Vorliegender Text ->
════════

Bei der Unfallversicherung müssen drei Fristen genau geprüft und beachtet werden.
Bei der Unfallversicherung müssen drei Fristen genau geprüft und beachtet werden.

Unfallversicherung. Gliedertaxe.

Die Gliedertaxe - was ist das und wofür ist sie da?

In der Regel hat jeder Versicherungsnehmer in dem mit der Versicherung geschlossenen Vertrag die Geltung bestimmter Allgemeinen Unfallversicherungsbedingungen (AUB) vereinbart. So gibt es beispielsweise die AUB aus dem Jahr 1961, 1988, 1994, 2008, 2010. Die jeweiligen Unfallversicherungsbedingungen enthalten immer auch eine bestimmte Gliedertaxe, die dann dementsprechend ebenfalls Anwendung findet. 

Je nachdem, in welchen AUB die anwendbare Gliedertaxe enthalten ist, gelten unterschiedliche Invaliditätsgrade, Leistungsbeschränkungen oder Formulierungen.

 

Jede Gliedertaxe enthält Invaliditätsgrade, die dem Verlust oder der Beeinträchtigung bestimmter Körperteile oder Sinnesorgane zugeordnet sind. Hat der Versicherte durch einen Unfall beispielsweise den Verlust eines Armes erlitten, so ergibt sich aus der Gliedertaxe der Invaliditätsgrad, der für diesen Fall anzunehmen ist.

 

Die Gliedertaxe soll für eine Gleichbehandlung aller Versicherten sorgen, für die sie gilt. Zudem ermöglicht sie so eine gewisse Prämiengerechtigkeit. 

Die Gliedertaxe stellt, sofern sie anwendbar ist, eine spezielle Sonderregelung dar. Damit schließt sie alle anderen Arten der Invaliditätsbemessung aus - sie hat also Geltungsvorrang.

 

Wichtig zu wissen ist, dass der, einer bestimmten Funktionsbeeinträchtigung zugeordnete Grad der Invalidität, abschließenden Charakter hat. Ausstrahlende Schmerzen einer Funktionsbeeinträchtigung sind in dem angebenden Wert bereits mit berücksichtigt. Nur in solchen Fällen, in denen die Ausstrahlung ein so hohes Ausmaß erreicht, dass sie selbst wiederum als eine eigene Funktionsbeeinträchtigung zu sehen ist, wird von diesem Grundsatz eine Ausnahme gemacht. Dann gilt, was auch für sonstige Fälle grundsätzlich gilt, in denen mehrere Körperteile beeinträchtigt sind: Die Invaliditätsgrade werten separat ermittelt und dann addiert, wobei der Wert von 100 % nie übersteigen werden kann.

════════

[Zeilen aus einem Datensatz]
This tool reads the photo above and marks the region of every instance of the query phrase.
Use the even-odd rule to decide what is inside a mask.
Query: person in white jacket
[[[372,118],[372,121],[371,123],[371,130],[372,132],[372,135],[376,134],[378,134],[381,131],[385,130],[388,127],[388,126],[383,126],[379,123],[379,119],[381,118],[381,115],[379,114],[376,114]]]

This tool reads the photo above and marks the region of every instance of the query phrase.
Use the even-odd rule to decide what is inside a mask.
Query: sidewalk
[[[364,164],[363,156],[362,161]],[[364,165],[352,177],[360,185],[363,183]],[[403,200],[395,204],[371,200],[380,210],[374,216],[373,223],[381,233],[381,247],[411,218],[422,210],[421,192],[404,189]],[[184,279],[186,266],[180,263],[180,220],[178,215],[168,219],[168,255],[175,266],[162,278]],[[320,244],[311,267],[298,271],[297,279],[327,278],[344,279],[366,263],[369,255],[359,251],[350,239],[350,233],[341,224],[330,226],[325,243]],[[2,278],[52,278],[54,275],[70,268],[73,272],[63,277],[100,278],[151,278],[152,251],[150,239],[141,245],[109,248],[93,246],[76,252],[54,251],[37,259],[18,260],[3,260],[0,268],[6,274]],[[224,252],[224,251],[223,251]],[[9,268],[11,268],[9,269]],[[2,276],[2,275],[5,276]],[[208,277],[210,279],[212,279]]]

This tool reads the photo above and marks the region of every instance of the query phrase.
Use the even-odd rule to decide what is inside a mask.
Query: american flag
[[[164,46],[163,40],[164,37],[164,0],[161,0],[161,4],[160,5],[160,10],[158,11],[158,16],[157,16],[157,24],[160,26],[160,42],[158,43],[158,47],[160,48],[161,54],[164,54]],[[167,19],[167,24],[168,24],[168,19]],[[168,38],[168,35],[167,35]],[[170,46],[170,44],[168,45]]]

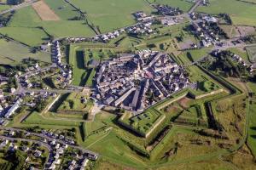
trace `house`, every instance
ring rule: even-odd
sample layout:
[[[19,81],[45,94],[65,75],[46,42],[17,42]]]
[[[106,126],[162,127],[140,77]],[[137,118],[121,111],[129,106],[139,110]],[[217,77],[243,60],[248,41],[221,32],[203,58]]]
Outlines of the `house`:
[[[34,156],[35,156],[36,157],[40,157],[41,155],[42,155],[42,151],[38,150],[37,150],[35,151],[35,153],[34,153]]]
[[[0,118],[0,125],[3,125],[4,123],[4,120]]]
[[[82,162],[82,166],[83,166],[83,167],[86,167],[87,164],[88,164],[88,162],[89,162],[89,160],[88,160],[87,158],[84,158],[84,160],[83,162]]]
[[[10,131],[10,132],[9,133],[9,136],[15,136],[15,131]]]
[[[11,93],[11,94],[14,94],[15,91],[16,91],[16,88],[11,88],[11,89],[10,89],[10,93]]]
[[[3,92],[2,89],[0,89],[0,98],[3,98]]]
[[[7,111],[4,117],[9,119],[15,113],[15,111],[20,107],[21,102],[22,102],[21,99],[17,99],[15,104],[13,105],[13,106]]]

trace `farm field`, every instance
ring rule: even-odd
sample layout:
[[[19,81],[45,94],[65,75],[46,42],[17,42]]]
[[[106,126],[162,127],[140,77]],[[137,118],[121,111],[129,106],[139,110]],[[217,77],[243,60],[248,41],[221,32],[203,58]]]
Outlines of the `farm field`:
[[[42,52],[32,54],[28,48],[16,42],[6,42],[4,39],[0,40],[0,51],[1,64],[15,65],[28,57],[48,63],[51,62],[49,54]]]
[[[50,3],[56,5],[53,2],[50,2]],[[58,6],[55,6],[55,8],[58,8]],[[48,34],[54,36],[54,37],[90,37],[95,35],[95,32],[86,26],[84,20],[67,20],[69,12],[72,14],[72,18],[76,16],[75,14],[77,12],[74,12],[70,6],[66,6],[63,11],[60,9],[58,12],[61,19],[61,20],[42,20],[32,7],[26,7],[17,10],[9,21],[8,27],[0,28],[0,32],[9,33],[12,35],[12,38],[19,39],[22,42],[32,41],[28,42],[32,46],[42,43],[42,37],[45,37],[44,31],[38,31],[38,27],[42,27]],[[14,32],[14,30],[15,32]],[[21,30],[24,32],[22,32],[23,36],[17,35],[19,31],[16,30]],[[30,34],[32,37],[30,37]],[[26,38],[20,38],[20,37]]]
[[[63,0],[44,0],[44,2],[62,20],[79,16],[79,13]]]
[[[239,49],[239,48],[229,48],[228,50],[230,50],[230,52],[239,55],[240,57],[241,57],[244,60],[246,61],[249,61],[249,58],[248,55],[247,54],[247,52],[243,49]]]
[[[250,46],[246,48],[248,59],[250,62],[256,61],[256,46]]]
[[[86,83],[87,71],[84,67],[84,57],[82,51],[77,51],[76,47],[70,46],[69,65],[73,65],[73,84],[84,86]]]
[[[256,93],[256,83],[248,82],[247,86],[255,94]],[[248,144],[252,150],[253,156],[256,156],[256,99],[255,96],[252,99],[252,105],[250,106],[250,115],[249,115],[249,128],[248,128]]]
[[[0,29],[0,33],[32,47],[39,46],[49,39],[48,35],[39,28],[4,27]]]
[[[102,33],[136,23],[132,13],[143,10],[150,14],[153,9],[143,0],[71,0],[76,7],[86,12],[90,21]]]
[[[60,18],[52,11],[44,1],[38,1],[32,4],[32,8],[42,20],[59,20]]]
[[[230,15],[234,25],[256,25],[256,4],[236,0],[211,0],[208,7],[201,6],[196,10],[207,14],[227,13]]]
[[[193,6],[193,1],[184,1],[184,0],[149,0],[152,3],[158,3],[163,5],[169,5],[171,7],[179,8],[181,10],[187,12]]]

════════

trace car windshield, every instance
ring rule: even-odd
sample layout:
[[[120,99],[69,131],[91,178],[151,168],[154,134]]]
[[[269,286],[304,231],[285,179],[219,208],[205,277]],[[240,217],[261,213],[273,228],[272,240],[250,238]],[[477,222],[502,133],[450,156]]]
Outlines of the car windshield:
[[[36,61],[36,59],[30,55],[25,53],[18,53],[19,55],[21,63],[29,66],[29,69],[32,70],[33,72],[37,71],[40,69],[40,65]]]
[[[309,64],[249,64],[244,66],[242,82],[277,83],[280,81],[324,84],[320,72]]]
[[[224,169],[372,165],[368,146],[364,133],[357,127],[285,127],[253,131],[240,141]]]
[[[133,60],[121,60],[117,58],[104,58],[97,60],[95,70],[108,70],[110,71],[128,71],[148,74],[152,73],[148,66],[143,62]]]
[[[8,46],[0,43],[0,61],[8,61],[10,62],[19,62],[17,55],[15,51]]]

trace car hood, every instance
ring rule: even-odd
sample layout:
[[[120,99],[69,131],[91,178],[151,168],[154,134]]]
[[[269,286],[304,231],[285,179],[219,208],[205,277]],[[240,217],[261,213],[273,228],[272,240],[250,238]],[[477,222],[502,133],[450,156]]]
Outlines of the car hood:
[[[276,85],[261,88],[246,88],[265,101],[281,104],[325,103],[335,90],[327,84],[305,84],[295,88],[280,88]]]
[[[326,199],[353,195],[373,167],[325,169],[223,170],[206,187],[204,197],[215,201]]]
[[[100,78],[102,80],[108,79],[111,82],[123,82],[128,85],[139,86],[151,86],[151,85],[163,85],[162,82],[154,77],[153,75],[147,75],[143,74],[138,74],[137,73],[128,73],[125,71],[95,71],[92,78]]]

════════

Aufgabenstellung 1 ->
Wofür soll die Gliedertaxe laut dem Text zur Gliedertaxe sorgen?
Aufgabenstellung 2 ->
Suchen Sie jede Zeile heraus, in der die Zeichenfolge „field“ vorkommt, und geben Sie diese Zeilen vollständig wieder.
Die Zeilen haben mit dem Text inhaltlich nichts zu tun.

Lösung 1 ->
Sie soll für eine Gleichbehandlung aller Versicherten sorgen, für die sie gilt, und eine gewisse Prämiengerechtigkeit ermöglichen.

Lösung 2 ->
trace `farm field`, every instance
Outlines of the `farm field`:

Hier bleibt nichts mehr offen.